■ **WHAT TO PRODUCE**
Starting at the beginning of the records and ending at the line that contains "x=72, y=106", write those lines out again with "electrical outlet" replaced by "wall socket" and everything else left unchanged.
>> Start GIVEN RECORDS
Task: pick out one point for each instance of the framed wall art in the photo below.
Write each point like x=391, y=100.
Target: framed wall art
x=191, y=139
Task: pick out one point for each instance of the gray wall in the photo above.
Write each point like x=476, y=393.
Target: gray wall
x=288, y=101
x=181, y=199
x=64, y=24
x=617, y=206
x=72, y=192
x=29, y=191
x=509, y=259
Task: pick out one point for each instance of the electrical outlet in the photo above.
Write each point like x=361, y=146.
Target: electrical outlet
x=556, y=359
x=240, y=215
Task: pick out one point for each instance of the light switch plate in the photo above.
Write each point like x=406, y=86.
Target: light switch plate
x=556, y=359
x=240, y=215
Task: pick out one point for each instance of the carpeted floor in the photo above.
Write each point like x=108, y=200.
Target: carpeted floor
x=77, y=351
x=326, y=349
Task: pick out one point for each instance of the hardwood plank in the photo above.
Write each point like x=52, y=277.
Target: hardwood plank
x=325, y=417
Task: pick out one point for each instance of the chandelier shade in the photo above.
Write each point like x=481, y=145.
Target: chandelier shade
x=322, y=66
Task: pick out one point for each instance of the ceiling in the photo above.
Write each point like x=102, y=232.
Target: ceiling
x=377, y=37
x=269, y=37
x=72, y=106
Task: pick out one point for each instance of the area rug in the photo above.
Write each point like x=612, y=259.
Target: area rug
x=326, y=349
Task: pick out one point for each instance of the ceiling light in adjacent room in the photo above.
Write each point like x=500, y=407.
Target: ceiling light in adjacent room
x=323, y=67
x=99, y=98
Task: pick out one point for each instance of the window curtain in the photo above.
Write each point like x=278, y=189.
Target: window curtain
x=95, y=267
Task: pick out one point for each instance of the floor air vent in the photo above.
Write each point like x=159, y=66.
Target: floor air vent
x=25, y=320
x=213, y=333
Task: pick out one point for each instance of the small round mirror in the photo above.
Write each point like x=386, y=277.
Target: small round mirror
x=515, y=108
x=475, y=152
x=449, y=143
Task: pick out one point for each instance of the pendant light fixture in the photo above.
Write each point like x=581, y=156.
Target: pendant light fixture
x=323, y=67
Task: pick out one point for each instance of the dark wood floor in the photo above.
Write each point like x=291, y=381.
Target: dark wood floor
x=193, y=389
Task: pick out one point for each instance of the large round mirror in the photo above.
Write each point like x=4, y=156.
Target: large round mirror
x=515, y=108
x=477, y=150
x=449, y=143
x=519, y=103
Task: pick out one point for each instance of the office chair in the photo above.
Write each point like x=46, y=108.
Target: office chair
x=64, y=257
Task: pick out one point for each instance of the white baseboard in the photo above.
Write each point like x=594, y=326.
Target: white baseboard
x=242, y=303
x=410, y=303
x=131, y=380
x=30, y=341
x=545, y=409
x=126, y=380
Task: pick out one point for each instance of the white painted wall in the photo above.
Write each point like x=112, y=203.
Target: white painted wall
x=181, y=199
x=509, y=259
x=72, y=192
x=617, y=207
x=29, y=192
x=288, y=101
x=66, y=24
>> End GIVEN RECORDS
■ **PROBLEM SOLUTION**
Task: pick out one point for each instance of the framed wall art in the photo below.
Write each point like x=391, y=100.
Target: framed wall art
x=191, y=139
Task: pick out one point for each instance of the gray wall in the photo above.
Write each point like x=476, y=393.
Target: gray wall
x=288, y=101
x=181, y=199
x=64, y=24
x=617, y=206
x=72, y=192
x=29, y=191
x=509, y=259
Task: pick out one point for each instance of the wall socket in the photo above.
Write each point like x=361, y=146.
Target: wall socket
x=556, y=359
x=240, y=215
Task: pick out one point for each instance of the light switch plate in the photo above.
Write each point like x=406, y=86.
Target: light switch plate
x=556, y=359
x=240, y=215
Task: pick out one point for each instance of the carpeted floor in the photo above.
Write each point like x=108, y=200.
Target: carpeted floor
x=77, y=351
x=326, y=349
Task: pick out one point for each instance of the hardwood plank in the photo above.
Write each point like x=52, y=277.
Target: hardwood plank
x=325, y=417
Task: pick out one point for each instance of the chandelier shade in the photo above.
Write each point like x=481, y=145.
Target: chandelier shade
x=322, y=66
Task: pick out one point for each instance of the ceiling in the photo above.
Write each point like x=102, y=232.
Target: ceiling
x=377, y=37
x=269, y=37
x=72, y=106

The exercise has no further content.